Segment Start: DATA
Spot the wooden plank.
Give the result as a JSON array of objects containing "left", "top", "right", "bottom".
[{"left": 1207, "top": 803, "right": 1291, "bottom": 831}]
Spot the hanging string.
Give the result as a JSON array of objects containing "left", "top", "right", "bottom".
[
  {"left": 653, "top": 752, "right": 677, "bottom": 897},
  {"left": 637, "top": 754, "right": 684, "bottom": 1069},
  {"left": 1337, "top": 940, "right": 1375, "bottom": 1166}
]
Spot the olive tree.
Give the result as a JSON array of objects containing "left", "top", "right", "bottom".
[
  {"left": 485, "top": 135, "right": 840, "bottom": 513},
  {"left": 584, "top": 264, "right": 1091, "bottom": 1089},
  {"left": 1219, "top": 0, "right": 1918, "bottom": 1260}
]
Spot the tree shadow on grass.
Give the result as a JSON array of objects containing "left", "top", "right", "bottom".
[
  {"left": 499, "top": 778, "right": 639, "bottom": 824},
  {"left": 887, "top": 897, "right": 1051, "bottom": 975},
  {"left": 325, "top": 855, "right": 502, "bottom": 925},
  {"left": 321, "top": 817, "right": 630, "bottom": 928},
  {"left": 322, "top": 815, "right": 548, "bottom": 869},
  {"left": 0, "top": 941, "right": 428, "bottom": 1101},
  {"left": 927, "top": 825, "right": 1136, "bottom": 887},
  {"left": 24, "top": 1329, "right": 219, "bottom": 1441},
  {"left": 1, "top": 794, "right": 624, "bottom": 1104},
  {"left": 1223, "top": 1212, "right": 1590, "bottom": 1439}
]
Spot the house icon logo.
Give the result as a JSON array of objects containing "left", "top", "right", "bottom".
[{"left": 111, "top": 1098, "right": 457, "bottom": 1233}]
Segment End: DATA
▶ TASK STATEMENT
Go through the records above. Copy each line in which the string "Spot" appears.

▶ TASK RESPONSE
Spot the wooden plank.
Spot the hanging string.
Spot the olive tree.
Spot the tree shadow on grass.
Spot the house icon logo.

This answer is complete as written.